--- WHAT THIS TASK INVOLVES ---
Present the records from the line containing "Exercise. For every instance of the red" up to and including the line containing "[(32, 134), (234, 91), (145, 93), (61, 196), (249, 159)]" as a Markdown table with the columns Row and Line, numbering each line and leaving out blank lines.

--- DATA RECORDS ---

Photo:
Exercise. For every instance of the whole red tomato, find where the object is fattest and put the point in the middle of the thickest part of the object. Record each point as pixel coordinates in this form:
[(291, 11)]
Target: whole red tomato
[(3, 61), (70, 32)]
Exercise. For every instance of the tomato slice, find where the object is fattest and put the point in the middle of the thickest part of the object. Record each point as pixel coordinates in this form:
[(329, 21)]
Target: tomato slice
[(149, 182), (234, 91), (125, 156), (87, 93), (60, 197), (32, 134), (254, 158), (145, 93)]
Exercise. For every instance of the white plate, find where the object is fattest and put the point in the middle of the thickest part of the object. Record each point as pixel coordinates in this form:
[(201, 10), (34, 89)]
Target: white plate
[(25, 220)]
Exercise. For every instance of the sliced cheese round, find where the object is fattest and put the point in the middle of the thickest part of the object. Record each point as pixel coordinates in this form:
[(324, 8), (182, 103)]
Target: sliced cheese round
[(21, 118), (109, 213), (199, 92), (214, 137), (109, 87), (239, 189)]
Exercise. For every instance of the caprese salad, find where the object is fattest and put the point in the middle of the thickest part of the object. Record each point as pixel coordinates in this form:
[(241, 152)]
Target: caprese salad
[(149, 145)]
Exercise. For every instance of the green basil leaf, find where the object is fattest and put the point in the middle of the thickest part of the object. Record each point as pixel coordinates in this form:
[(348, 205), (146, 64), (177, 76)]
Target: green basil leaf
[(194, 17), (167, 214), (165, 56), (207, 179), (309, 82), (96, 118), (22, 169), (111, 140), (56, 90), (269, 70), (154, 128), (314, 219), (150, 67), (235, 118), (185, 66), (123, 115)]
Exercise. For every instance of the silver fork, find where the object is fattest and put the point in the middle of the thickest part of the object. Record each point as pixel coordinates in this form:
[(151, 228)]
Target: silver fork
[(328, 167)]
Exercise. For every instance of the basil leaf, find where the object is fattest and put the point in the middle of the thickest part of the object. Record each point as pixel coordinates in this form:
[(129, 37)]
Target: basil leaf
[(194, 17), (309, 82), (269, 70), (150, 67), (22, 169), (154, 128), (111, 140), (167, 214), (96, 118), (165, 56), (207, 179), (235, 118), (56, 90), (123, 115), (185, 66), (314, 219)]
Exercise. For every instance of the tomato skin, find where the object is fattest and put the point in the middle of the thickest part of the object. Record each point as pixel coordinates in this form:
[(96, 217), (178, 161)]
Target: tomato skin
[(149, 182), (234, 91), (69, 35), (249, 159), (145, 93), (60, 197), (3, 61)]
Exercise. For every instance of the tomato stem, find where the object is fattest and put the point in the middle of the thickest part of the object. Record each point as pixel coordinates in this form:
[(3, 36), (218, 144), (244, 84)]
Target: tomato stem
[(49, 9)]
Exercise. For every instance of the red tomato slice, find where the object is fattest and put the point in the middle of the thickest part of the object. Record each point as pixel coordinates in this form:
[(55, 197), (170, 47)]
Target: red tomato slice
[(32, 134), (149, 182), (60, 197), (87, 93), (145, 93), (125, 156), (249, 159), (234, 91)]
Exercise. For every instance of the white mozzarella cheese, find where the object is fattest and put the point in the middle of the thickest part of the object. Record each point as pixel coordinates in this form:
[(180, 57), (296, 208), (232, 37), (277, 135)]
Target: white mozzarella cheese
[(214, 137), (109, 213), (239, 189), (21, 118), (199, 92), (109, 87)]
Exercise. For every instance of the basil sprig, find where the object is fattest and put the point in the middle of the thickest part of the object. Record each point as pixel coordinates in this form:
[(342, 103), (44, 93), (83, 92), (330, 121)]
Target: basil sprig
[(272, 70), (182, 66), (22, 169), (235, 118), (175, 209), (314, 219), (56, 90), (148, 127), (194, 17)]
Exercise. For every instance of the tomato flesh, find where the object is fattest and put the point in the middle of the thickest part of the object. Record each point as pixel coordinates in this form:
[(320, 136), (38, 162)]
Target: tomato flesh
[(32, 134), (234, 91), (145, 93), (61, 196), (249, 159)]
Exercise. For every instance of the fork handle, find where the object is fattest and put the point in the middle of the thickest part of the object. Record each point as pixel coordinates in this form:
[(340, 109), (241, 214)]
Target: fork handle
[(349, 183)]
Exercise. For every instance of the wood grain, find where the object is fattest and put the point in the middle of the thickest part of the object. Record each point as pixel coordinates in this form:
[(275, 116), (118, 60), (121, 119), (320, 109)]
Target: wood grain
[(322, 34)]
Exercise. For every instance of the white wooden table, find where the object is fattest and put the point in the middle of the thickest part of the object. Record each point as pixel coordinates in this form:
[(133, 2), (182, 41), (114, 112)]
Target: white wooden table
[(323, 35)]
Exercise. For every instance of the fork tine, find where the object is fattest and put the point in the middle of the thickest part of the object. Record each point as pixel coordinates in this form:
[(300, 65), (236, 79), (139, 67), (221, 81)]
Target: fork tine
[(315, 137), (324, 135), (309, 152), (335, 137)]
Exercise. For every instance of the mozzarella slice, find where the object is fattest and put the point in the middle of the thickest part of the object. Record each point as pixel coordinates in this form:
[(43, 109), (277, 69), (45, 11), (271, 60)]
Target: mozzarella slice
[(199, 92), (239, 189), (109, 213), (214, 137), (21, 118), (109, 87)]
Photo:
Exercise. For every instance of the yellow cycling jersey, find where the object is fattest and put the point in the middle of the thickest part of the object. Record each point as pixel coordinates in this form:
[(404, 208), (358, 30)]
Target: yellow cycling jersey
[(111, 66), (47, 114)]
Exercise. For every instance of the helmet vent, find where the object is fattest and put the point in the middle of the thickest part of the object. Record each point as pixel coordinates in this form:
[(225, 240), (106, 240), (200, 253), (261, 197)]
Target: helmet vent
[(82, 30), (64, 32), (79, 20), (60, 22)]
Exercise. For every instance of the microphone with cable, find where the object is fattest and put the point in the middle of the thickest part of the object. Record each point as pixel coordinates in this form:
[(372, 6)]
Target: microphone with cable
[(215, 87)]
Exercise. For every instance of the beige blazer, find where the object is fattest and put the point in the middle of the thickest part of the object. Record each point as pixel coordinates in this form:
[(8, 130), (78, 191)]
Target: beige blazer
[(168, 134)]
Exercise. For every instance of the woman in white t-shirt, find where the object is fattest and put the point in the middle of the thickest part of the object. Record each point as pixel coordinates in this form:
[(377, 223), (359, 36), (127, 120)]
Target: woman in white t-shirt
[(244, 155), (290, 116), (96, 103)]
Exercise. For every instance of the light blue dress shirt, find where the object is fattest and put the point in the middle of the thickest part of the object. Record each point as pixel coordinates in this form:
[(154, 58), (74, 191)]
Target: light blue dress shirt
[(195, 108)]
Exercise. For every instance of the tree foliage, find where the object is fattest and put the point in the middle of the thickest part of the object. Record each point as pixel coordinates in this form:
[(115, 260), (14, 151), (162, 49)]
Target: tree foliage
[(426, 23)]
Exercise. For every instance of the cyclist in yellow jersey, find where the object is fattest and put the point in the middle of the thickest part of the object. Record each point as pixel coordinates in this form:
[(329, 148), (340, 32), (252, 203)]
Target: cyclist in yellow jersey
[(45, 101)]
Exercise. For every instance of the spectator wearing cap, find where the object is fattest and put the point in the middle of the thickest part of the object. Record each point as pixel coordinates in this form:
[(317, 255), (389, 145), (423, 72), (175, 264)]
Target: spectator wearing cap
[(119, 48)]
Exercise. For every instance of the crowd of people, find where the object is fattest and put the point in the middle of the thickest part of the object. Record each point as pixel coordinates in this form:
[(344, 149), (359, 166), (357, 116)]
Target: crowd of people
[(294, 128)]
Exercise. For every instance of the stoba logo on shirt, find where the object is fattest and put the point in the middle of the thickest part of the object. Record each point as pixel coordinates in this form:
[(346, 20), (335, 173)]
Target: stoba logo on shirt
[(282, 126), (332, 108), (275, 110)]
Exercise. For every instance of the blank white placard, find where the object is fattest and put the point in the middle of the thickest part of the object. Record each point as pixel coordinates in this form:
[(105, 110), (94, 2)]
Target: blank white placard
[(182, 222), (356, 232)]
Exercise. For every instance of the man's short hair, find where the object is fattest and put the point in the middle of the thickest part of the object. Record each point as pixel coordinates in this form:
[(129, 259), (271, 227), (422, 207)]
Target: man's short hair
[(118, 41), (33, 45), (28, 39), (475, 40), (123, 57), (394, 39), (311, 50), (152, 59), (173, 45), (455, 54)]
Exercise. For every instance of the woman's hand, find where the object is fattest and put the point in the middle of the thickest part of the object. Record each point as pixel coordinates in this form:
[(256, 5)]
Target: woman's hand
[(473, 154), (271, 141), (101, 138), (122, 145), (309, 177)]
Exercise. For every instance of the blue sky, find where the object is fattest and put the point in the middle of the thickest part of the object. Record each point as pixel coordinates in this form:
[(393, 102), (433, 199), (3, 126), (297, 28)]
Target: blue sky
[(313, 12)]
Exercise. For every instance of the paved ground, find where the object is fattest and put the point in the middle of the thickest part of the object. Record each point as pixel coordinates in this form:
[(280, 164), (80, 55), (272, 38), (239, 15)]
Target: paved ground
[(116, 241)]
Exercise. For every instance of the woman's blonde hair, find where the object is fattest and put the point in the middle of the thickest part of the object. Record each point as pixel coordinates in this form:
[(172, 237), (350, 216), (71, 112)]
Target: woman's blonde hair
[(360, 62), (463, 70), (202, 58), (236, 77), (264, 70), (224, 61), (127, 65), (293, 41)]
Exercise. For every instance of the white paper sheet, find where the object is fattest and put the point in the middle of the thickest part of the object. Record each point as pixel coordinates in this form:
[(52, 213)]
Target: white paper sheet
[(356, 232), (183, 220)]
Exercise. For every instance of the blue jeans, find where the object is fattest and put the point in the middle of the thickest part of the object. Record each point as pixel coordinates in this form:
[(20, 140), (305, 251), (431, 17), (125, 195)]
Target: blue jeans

--- SOLUTION FOR THIS PROBLEM ---
| Row | Line |
|---|---|
| 1 | Exercise. For every instance of the red tomato slice, find where the object is fattest and put the point in the middle of the thickest part of the object. Record each point as pixel coordinates in this form: |
| 2 | [(55, 197), (170, 47)] |
| 3 | Target: red tomato slice |
| 4 | [(32, 134), (149, 182), (60, 197), (87, 93), (145, 93), (125, 156), (249, 159), (234, 91)] |
| 5 | Exercise. For every instance of the white mozzarella cheese, find where the object is fattest and put the point in the middle of the thickest part of the object. Record each point as pixel coordinates in this form: |
| 6 | [(180, 57), (296, 208), (232, 37), (277, 135)] |
| 7 | Target: white mozzarella cheese |
| 8 | [(214, 137), (109, 213), (239, 189), (21, 118), (199, 92), (109, 87)] |
| 9 | Exercise. For every instance of the basil sprig, find where the object is fattest and put the point in the middle of the thickest part of the object. Record each point as pixel coordinates in this form: |
| 10 | [(342, 103), (44, 93), (83, 92), (330, 121)] |
| 11 | Target: basil sprig |
| 12 | [(272, 70), (182, 66), (22, 169), (235, 118), (175, 209), (314, 219), (56, 90), (148, 127), (194, 17)] |
| 13 | Exercise. For every instance of the tomato flesh, find where the object is fattest and put the point in the middle of the thickest part of the object. Record each point as pixel coordinates in this form: |
| 14 | [(320, 136), (38, 162)] |
| 15 | Target: tomato flesh |
| 16 | [(32, 134), (234, 91), (145, 93), (61, 196), (249, 159)] |